* **Data**
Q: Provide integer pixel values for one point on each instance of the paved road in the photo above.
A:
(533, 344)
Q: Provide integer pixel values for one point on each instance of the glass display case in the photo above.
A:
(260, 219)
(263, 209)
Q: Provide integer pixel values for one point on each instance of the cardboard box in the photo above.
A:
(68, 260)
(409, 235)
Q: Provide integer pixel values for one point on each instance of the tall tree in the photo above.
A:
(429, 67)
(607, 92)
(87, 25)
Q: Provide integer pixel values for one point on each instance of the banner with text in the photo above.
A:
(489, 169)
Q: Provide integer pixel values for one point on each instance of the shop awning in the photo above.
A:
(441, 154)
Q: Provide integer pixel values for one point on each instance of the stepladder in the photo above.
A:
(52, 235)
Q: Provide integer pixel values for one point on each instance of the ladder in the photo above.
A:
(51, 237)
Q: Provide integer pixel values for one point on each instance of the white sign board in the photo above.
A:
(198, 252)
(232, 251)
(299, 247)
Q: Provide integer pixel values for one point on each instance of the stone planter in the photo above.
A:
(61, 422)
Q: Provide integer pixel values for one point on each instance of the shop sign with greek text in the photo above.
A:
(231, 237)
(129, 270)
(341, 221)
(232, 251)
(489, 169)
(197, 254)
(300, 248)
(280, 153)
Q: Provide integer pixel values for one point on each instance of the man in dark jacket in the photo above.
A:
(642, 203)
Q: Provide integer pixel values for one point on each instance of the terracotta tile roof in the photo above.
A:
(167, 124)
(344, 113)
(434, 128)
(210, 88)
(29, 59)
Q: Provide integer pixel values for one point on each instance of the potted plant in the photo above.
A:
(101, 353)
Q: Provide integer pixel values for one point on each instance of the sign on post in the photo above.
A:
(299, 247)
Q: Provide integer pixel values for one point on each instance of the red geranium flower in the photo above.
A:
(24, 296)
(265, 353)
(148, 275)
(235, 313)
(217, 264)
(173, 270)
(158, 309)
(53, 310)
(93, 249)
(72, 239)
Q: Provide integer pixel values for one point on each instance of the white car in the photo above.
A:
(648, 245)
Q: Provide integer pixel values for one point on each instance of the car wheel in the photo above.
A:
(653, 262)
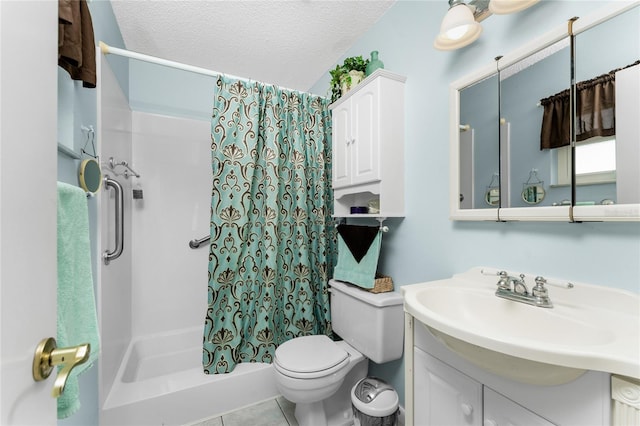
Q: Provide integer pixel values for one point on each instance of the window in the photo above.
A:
(595, 162)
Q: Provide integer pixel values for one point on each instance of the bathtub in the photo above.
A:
(160, 382)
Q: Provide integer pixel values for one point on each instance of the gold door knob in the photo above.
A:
(48, 355)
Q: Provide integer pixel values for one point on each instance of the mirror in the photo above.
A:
(607, 149)
(479, 153)
(533, 194)
(523, 85)
(492, 197)
(475, 146)
(90, 175)
(525, 82)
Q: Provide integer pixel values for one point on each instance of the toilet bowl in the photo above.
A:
(317, 374)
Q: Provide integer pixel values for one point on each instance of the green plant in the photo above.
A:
(341, 73)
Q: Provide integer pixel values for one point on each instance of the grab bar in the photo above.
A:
(108, 256)
(197, 243)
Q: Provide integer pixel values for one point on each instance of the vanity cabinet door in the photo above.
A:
(443, 396)
(501, 411)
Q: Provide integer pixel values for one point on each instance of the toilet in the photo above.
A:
(317, 374)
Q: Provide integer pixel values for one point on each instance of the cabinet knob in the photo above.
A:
(466, 409)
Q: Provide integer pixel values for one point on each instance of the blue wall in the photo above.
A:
(79, 106)
(426, 245)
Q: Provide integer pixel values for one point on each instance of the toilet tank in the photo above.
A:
(371, 323)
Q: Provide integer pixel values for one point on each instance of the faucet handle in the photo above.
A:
(503, 282)
(540, 291)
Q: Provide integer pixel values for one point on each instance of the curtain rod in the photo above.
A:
(106, 49)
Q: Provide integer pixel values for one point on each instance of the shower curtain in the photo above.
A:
(272, 246)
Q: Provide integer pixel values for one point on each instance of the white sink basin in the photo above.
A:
(589, 328)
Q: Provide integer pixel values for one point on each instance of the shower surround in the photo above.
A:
(152, 300)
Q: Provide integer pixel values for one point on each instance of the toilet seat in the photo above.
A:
(310, 357)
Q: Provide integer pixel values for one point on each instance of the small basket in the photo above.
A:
(382, 284)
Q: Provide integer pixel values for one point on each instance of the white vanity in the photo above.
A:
(472, 358)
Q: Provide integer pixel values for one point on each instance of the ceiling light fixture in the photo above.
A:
(503, 7)
(461, 25)
(458, 28)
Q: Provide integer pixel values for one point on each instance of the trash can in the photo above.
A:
(375, 403)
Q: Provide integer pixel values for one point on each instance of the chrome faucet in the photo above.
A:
(514, 288)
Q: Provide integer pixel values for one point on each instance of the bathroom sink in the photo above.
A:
(589, 327)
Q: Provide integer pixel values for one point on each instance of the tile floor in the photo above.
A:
(274, 412)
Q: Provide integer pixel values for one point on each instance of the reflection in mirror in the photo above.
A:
(90, 175)
(522, 87)
(533, 189)
(607, 153)
(479, 150)
(533, 194)
(492, 197)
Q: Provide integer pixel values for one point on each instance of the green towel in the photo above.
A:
(77, 318)
(361, 273)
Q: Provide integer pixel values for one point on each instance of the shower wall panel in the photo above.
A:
(173, 156)
(114, 280)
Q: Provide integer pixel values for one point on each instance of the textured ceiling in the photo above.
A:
(289, 43)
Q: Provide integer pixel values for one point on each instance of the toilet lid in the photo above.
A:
(310, 354)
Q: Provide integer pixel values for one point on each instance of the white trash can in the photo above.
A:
(375, 403)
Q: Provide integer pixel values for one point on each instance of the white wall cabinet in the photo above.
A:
(368, 146)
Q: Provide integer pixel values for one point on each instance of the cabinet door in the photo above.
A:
(443, 396)
(341, 143)
(501, 411)
(365, 127)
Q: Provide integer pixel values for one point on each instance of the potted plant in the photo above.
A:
(347, 75)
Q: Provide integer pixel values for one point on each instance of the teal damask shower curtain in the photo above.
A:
(272, 246)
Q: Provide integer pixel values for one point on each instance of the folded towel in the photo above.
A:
(362, 273)
(358, 238)
(77, 318)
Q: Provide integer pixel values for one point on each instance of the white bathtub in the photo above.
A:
(161, 382)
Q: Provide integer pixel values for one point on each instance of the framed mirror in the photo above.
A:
(475, 146)
(528, 79)
(531, 178)
(607, 129)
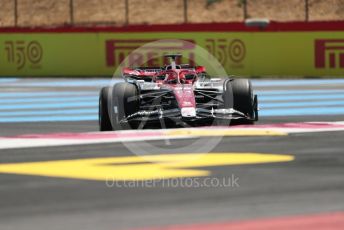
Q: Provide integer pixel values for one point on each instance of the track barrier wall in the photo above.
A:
(280, 49)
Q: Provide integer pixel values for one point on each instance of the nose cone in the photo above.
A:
(186, 100)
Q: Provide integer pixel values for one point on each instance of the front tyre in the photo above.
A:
(124, 103)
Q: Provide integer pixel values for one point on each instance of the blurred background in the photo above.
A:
(138, 12)
(56, 56)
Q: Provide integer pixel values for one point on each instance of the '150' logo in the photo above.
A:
(329, 51)
(21, 52)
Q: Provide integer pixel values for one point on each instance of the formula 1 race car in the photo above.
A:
(181, 95)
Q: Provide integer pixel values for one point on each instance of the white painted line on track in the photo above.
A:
(66, 139)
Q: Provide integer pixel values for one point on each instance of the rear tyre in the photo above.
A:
(124, 103)
(103, 113)
(239, 96)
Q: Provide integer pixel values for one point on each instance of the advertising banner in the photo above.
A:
(248, 53)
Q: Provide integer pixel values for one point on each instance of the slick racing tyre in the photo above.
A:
(103, 113)
(239, 96)
(124, 103)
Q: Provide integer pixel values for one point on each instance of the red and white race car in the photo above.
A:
(178, 95)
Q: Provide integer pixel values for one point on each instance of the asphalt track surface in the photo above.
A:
(311, 183)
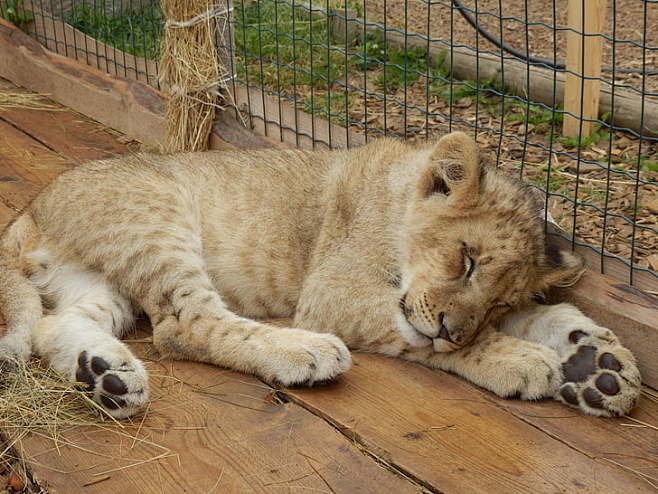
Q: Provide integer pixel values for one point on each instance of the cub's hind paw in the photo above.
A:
(119, 386)
(600, 375)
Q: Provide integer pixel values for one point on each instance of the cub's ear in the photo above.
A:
(563, 267)
(453, 170)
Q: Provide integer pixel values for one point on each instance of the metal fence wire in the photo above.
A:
(342, 72)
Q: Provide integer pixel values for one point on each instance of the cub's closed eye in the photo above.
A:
(470, 266)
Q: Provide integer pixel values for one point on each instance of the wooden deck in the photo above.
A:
(386, 426)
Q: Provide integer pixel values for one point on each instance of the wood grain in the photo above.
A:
(439, 428)
(584, 58)
(219, 432)
(26, 166)
(132, 107)
(62, 130)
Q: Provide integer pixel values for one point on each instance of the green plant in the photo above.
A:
(537, 115)
(371, 51)
(584, 142)
(14, 11)
(402, 66)
(291, 45)
(137, 33)
(330, 106)
(649, 163)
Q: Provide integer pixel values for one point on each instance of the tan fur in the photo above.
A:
(372, 244)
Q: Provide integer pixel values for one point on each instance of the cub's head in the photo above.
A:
(474, 248)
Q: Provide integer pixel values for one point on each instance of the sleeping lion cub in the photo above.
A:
(418, 252)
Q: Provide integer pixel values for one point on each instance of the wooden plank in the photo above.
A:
(631, 313)
(534, 83)
(131, 107)
(26, 166)
(436, 427)
(584, 58)
(63, 130)
(218, 431)
(620, 441)
(67, 41)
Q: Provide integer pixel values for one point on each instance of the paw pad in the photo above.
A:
(569, 395)
(600, 375)
(580, 365)
(607, 383)
(107, 388)
(608, 361)
(593, 398)
(577, 335)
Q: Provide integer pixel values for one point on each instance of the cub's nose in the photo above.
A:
(444, 333)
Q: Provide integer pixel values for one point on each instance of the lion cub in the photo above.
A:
(418, 252)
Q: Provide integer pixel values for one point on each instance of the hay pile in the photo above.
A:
(27, 101)
(190, 71)
(35, 398)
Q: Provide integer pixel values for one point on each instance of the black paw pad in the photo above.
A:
(580, 365)
(99, 366)
(569, 395)
(112, 402)
(83, 374)
(607, 383)
(112, 384)
(577, 335)
(609, 361)
(593, 398)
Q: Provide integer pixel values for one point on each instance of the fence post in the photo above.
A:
(584, 56)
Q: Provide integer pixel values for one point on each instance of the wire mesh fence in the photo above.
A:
(415, 69)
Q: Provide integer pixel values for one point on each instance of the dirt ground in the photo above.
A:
(614, 212)
(624, 23)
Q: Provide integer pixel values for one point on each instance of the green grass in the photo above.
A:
(537, 115)
(273, 30)
(137, 33)
(330, 106)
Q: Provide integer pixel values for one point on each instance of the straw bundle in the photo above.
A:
(190, 71)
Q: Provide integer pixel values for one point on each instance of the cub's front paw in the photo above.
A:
(600, 376)
(117, 382)
(301, 357)
(532, 374)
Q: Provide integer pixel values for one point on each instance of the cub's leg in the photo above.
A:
(502, 364)
(191, 322)
(79, 337)
(600, 376)
(371, 320)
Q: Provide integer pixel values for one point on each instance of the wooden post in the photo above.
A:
(584, 54)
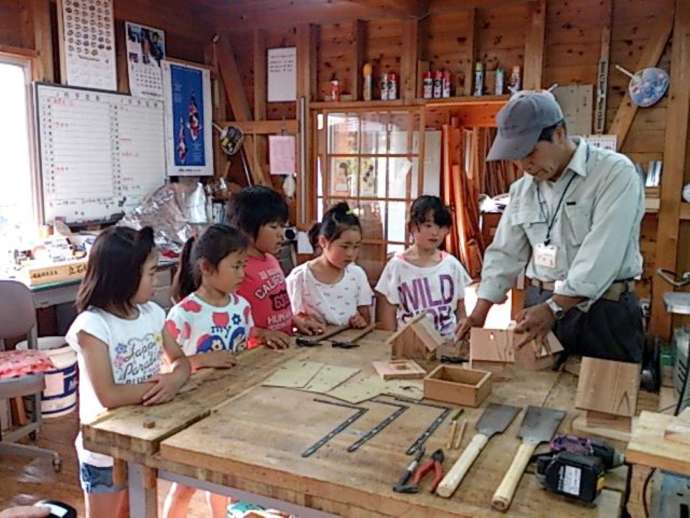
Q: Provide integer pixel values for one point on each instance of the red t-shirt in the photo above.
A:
(265, 289)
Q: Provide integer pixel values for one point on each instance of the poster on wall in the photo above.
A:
(188, 123)
(145, 53)
(87, 43)
(282, 74)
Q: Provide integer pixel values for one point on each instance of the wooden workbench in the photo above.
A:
(227, 430)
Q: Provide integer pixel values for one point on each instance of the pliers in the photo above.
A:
(435, 463)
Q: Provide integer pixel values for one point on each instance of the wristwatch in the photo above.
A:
(556, 309)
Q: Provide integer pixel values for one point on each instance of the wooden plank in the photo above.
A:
(648, 58)
(408, 61)
(227, 66)
(43, 40)
(675, 157)
(649, 447)
(608, 387)
(534, 46)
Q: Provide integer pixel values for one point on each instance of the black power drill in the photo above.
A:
(576, 466)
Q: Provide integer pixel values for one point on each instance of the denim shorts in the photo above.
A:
(97, 480)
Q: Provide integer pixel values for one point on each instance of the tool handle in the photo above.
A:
(504, 494)
(453, 478)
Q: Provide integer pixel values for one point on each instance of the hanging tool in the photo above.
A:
(538, 425)
(352, 342)
(342, 426)
(409, 471)
(421, 440)
(495, 419)
(576, 466)
(435, 463)
(376, 429)
(303, 341)
(454, 428)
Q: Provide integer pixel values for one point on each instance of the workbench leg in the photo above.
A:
(143, 499)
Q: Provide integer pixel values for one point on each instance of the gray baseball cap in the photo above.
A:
(521, 121)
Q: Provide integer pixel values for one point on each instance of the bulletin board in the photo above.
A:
(100, 153)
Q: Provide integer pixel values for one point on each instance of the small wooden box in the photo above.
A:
(455, 384)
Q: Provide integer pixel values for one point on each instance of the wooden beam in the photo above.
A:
(408, 61)
(273, 127)
(359, 39)
(603, 71)
(472, 46)
(675, 156)
(649, 58)
(43, 40)
(534, 45)
(232, 81)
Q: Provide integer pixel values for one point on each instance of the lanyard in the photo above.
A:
(547, 241)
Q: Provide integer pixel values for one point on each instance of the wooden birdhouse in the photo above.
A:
(416, 340)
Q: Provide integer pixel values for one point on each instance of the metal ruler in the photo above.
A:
(380, 426)
(342, 426)
(421, 440)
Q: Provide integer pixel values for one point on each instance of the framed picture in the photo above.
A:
(188, 122)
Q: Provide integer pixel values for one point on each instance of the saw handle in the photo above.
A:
(453, 478)
(504, 494)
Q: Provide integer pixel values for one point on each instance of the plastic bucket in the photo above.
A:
(60, 395)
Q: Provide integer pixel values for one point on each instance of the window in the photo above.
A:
(371, 160)
(18, 221)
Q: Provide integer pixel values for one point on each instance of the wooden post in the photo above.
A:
(649, 58)
(534, 45)
(43, 40)
(408, 61)
(675, 155)
(359, 38)
(471, 52)
(229, 71)
(260, 89)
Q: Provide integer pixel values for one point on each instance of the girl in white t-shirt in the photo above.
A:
(118, 337)
(424, 279)
(332, 289)
(210, 322)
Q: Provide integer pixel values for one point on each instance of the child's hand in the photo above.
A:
(165, 388)
(309, 326)
(357, 321)
(275, 339)
(219, 359)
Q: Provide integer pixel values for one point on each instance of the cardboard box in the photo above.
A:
(455, 384)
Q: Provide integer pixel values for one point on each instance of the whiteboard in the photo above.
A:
(100, 153)
(282, 74)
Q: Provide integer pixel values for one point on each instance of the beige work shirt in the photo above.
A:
(596, 231)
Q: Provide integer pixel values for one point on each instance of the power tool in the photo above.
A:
(576, 466)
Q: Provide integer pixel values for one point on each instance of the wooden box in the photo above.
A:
(455, 384)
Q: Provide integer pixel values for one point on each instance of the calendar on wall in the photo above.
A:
(87, 43)
(145, 51)
(101, 153)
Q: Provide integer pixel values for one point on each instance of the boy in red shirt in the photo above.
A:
(261, 214)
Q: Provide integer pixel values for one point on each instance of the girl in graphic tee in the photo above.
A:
(118, 337)
(424, 279)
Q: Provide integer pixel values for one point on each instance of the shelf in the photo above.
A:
(449, 102)
(347, 105)
(464, 101)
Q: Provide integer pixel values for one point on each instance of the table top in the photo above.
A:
(227, 428)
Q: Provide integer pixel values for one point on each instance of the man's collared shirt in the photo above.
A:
(596, 230)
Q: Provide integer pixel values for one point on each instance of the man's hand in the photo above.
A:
(534, 322)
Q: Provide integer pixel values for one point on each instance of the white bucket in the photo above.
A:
(60, 395)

* **What you are asked to do**
Go through the data above and find the lines with the word "ceiling". Copy each of those lines.

* **Output of the task**
Q: Provide integer pixel values for one point on each instance of the ceiling light fixture in the photo above.
Q: Provide integer pixel values for one point on each instance of the textured ceiling in the photo above.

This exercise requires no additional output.